[The problem]
Every line holding "people" should be copied from the records below.

─── Data provided

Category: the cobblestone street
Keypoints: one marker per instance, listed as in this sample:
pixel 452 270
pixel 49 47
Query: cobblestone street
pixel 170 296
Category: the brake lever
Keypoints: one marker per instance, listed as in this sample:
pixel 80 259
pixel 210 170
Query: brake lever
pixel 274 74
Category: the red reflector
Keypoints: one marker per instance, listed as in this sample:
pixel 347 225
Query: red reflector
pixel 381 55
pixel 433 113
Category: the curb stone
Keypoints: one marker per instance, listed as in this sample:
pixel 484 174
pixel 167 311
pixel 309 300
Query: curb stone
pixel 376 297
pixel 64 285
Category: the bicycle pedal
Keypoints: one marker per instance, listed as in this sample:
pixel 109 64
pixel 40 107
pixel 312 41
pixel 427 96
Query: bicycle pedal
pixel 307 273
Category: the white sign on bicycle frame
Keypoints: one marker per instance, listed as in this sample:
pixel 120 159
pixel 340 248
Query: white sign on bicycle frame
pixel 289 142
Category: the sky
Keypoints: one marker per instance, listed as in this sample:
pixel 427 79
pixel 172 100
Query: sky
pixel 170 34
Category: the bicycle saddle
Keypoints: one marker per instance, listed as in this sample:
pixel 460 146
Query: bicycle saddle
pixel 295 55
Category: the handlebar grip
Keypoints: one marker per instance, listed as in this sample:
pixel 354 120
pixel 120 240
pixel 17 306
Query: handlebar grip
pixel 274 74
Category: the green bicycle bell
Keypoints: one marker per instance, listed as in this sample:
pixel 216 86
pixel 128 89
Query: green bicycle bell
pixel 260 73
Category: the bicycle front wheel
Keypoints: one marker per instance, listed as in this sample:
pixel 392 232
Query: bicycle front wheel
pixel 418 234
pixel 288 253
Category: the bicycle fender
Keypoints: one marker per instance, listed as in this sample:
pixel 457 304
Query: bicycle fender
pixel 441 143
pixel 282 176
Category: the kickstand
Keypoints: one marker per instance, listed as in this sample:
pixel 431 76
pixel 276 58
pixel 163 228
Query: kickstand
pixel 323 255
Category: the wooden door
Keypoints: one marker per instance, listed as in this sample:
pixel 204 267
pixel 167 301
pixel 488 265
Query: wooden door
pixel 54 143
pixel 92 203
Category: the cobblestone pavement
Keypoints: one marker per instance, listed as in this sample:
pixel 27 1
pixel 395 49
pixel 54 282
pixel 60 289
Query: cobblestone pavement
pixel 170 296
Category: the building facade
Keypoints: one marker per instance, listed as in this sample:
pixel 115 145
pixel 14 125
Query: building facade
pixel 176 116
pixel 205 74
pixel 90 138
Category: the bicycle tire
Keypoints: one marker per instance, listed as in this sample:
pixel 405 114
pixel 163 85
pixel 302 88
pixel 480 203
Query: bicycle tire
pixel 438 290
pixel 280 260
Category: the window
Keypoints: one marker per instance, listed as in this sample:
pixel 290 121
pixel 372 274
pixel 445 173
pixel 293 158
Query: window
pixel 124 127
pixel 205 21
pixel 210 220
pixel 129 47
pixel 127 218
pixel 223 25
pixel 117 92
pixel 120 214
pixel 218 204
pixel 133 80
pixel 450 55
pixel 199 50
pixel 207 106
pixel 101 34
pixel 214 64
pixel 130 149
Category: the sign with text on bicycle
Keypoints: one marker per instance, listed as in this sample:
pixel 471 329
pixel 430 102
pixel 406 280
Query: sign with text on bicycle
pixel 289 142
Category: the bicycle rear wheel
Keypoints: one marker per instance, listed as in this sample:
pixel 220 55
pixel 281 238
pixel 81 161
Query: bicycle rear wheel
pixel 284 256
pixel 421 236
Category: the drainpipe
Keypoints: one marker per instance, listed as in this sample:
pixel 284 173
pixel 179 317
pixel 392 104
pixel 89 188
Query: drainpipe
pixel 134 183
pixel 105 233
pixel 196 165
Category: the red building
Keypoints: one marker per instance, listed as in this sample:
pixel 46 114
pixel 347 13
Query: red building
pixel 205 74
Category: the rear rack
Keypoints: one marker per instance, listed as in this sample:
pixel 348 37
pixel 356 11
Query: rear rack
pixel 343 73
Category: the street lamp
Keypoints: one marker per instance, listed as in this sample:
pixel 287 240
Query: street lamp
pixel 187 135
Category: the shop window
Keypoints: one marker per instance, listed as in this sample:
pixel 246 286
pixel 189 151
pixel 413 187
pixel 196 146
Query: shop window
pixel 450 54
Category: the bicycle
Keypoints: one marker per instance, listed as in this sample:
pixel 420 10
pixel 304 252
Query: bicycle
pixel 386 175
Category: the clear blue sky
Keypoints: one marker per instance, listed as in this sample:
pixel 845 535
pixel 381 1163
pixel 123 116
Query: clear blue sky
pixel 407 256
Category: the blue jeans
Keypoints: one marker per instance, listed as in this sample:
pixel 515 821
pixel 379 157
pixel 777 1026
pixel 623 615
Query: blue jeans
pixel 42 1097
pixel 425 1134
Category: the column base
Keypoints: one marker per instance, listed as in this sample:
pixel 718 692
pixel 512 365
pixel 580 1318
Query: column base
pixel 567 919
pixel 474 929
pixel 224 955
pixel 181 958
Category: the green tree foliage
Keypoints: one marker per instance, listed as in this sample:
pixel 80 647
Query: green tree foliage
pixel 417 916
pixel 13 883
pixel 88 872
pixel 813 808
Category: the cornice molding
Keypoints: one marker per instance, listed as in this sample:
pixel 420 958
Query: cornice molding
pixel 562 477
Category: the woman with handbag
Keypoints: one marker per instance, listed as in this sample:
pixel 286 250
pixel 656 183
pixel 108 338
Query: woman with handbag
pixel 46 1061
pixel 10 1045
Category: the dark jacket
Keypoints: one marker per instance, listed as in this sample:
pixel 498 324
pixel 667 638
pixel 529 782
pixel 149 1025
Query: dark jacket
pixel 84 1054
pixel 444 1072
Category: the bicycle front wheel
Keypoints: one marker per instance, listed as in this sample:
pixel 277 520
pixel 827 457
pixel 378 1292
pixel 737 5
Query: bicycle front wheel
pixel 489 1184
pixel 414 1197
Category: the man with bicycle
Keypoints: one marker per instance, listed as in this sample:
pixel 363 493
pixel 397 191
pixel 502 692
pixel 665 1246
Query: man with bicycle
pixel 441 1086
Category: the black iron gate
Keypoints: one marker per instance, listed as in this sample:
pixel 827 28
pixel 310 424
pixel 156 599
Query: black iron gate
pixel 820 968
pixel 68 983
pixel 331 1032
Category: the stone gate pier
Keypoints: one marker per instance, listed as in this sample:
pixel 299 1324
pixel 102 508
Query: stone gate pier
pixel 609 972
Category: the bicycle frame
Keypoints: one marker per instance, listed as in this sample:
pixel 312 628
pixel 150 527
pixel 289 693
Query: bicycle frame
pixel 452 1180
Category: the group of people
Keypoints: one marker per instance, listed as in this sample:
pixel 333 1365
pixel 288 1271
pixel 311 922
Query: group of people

──────

[Written solution]
Category: the group of people
Query: group of people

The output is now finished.